Task to carry out: Repeat all of the entries, please, keeping each line exact.

(Stored data entries)
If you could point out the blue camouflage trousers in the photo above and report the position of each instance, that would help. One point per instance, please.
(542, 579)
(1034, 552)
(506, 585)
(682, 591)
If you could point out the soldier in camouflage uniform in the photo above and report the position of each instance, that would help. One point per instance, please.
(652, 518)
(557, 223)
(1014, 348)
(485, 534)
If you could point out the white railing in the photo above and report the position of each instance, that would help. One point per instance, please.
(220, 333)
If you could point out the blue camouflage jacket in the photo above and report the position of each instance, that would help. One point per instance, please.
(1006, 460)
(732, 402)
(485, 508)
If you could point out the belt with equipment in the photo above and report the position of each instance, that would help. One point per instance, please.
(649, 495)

Solved exercise:
If you could point out the blue camouflage trousers in the photo above and report the position of each instance, that would help. One point per instance, please.
(542, 579)
(1034, 552)
(506, 585)
(682, 591)
If you could point out the soldier in camouflage uniform in the photo above and report the position of each instance, that would help. One point per instance, please.
(652, 518)
(557, 223)
(1014, 348)
(485, 534)
If you could point out the white railing in the photo above and report the position of each instance, that would help. One point per instance, please.
(220, 333)
If you could point out the blue camouflage jacket in the photo above and report the position of each instance, that would help. One point per instance, please.
(1006, 460)
(732, 402)
(485, 508)
If you could point out the belt with equipment in the photo above and report the position of each instance, that would help. One point per instance, please.
(649, 495)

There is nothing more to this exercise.